PROMPT 1:
In the excerpt on trade in Xinjiang, what reason does it give for Lvanova's coming to Urumqi?

DOCUMENT EXCERPT:
Because of people like her from oil-rich Kazakhstan, the wholesale market of construction materials, furniture and accessories in Urumqi has become a landmark building in the city.

 

"I can get every Chinese product I want here in Urumqi," Lvanova says.

 

She came here to shop for her new house and buy things to sell at home. "My friends and I will rent a cargo container and fill it with all we can get here."

 

Not only the clients, but also goods sold in the market are international -- pine trees were logged in Russia's forests, shipped here by train, made into fine furniture and sold to the West.

 

Xinjiang, the westernmost region of China, is once again becoming a major trading point along the West-East trade route.

 

Last year its export and import volume reached a record nine billion U.S. dollars with 550,000 people crossing the border.

 

When Xinjiang was named "Xiyu," or Western Regions in Chinese, it was the most international and multicultural melting pot in the world with the great Silk Road running through it.

 

In a document from the Tang Dynasty 1,500 years ago, officials from the Chinese government wrote, "West to Yinwu (today's Hami in east Xinjiang), east to Persia, goods come and go non-stop, caravans travel endlessly."

 

The Silk Road linked four major civilizations in the ancient world: China, India, Persia and Roman Greece.

PROMPT 2:
Please rewrite the entries between the line holding "Note to the class: find each instance of the rounded" and the line holding "(1015, 228)", inclusive, and return only those lines. Scale every coordinate in the answers by 1.9 and round to whole numbers, rounding halves up.

TASK INPUTS:
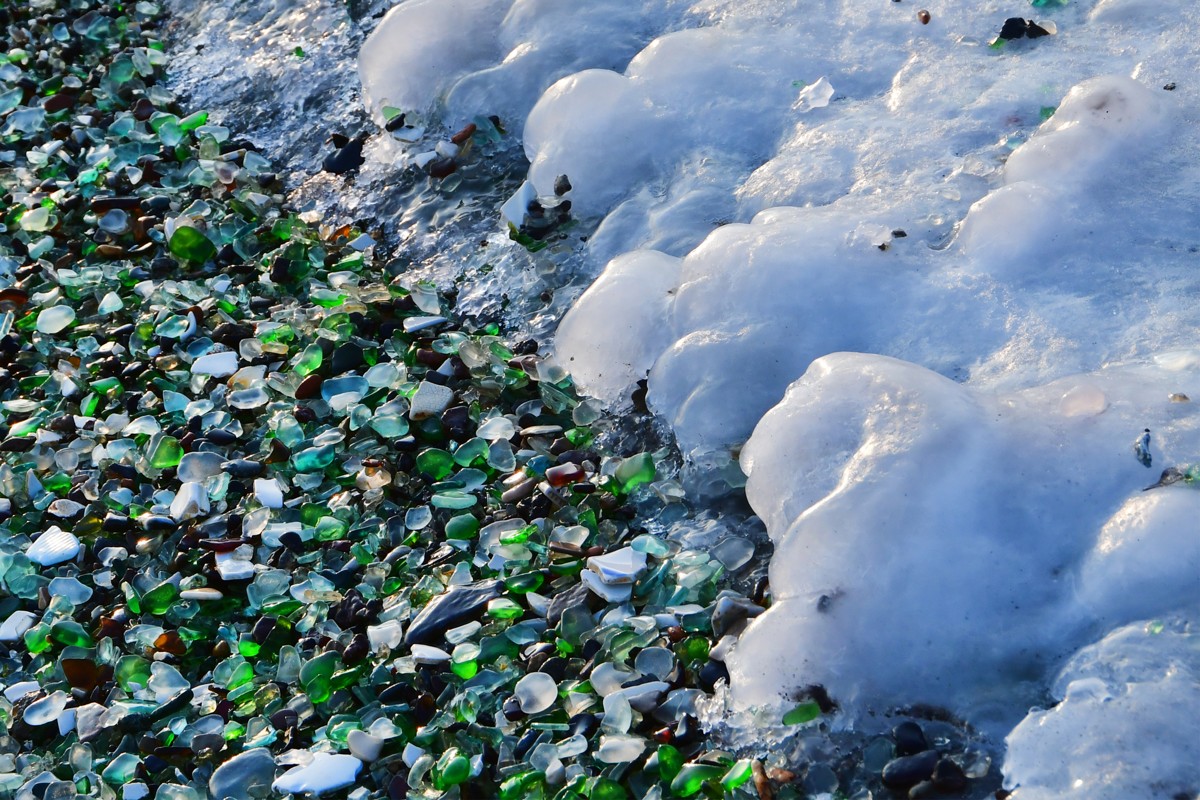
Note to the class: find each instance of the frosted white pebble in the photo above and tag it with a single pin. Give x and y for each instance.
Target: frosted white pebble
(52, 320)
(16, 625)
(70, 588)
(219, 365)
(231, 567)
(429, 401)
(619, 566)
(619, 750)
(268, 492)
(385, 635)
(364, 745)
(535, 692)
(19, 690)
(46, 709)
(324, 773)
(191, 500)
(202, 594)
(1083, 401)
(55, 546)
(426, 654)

* * *

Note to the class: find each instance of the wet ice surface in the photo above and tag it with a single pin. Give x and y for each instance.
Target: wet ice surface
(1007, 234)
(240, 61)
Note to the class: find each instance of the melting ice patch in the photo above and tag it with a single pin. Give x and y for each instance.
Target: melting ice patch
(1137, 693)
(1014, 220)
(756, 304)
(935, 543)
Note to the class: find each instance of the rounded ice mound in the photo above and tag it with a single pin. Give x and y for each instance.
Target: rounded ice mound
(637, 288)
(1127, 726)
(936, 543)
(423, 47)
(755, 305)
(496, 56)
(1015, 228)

WORKED SOLUTION 1:
She came to shop for her new house and to buy goods to sell at home. She and her friends plan to rent a cargo container and fill it with everything they can get there.

WORKED SOLUTION 2:
Note to the class: find each instance of the rounded ice mound in the photo above and tag it with a single pin. Give x and y for each instance.
Target: rounded ice mound
(1210, 547)
(2141, 1379)
(1778, 1032)
(804, 89)
(1435, 580)
(942, 106)
(1929, 433)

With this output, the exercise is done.